Task goal:
Give back all of the records underneath exactly, with no omissions.

------ Entries shown ------

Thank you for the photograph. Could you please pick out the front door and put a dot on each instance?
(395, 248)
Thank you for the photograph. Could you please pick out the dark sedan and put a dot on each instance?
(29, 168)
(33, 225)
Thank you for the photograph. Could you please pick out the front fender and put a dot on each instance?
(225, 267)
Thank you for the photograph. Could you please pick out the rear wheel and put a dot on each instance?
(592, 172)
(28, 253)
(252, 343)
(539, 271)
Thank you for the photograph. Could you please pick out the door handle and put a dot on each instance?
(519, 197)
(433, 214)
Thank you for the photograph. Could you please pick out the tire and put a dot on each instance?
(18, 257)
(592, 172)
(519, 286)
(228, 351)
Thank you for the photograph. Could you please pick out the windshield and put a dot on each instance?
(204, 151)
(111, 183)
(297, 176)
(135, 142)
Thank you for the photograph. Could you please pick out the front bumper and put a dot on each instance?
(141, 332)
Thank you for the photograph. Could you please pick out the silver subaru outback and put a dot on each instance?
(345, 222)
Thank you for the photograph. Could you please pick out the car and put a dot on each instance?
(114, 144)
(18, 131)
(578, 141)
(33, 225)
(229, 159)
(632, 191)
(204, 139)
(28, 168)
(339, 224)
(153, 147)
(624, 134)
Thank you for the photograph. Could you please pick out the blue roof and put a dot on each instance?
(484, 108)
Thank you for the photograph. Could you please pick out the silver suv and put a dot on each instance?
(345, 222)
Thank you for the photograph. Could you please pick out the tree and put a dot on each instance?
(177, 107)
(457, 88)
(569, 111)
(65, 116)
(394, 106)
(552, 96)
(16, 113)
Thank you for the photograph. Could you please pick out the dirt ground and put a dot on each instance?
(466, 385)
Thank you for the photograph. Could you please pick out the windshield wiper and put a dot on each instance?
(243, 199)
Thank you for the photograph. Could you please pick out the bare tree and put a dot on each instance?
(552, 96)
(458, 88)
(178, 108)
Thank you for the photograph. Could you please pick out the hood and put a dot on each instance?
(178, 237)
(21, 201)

------

Response below:
Thank you for the photograph. Could you please pick out the front door and put a dot on each instance?
(395, 248)
Thank you for the photograph. Could you please pick out the dark sedan and put a dot on each instance?
(29, 168)
(33, 225)
Thank you for the photograph. Could you please pick out the front fender and put a dot on each instance?
(225, 267)
Thank you for the photograph. Could you please pick out the rear wheel and put a dot on each instance?
(592, 172)
(28, 253)
(252, 343)
(539, 271)
Thank you for the photograph. Could you please pick out the door handle and put a dot on each instance?
(519, 197)
(433, 214)
Thank you for the photograph. Could you please pick out the tire and put a dot on each instance?
(18, 257)
(592, 172)
(519, 286)
(228, 351)
Thank you for the photograph. Could you please pick out the windshield and put a dot on each instance?
(204, 151)
(111, 183)
(297, 176)
(135, 142)
Thank you for the photograph. Could you please pick out the front bumper and put a dot on each instance?
(141, 332)
Thank you for the photograph. Could you please pick out the silver subaru outback and put a dot on each instance?
(345, 222)
Thank you for the photograph. Could you please pick out the car and put a dot on each instance?
(114, 144)
(18, 131)
(578, 141)
(33, 225)
(229, 159)
(632, 191)
(204, 139)
(28, 168)
(339, 224)
(153, 147)
(624, 134)
Thank you for the photograph. Could you please pick out the blue roof and put a dot on each instance?
(484, 108)
Thank you for the photograph. Could you please pick out the silver suv and put a dot on each instance?
(345, 222)
Thank you for the photograph. Could you please pick out the tree and put a dot on each instance?
(177, 107)
(457, 88)
(569, 111)
(65, 116)
(394, 106)
(552, 96)
(16, 113)
Thank you for the photograph. Could you please pick out the dirt ground and put a dot on each instance?
(466, 385)
Thank you for the photograph. Could you please pick out the windshield wiper and put a dot on each instance?
(243, 199)
Thank you for the photograph. Could you please pick out the bare tree and put a dot on each instance?
(552, 96)
(458, 88)
(178, 108)
Thank you for the photograph. Could you please pick out the hood and put a dot on each instance?
(178, 237)
(21, 201)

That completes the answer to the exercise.